ACTION ITEM:
Print each entry below precisely as shown.

(Saved entries)
============================================================
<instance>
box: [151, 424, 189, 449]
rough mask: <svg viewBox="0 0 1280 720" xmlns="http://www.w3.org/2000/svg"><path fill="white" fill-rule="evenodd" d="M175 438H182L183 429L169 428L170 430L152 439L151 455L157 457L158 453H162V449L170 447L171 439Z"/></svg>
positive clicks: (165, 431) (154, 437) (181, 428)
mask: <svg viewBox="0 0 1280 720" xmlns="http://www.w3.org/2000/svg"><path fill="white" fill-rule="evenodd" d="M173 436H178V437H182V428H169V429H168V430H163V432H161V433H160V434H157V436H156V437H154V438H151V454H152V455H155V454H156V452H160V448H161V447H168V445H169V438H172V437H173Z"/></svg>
============================================================
ANSWER FOR THIS EXERCISE:
<instance>
box: [151, 424, 189, 449]
rough mask: <svg viewBox="0 0 1280 720" xmlns="http://www.w3.org/2000/svg"><path fill="white" fill-rule="evenodd" d="M175 438H182L183 429L169 428L170 430L152 439L151 455L157 457L158 453H162V449L170 447L171 439Z"/></svg>
positive clicks: (165, 431) (154, 437) (181, 428)
mask: <svg viewBox="0 0 1280 720" xmlns="http://www.w3.org/2000/svg"><path fill="white" fill-rule="evenodd" d="M173 436H178V437H182V428H169V429H168V430H163V432H161V433H160V434H157V436H156V437H154V438H151V454H152V455H155V454H156V452H160V448H161V447H168V445H169V438H172V437H173Z"/></svg>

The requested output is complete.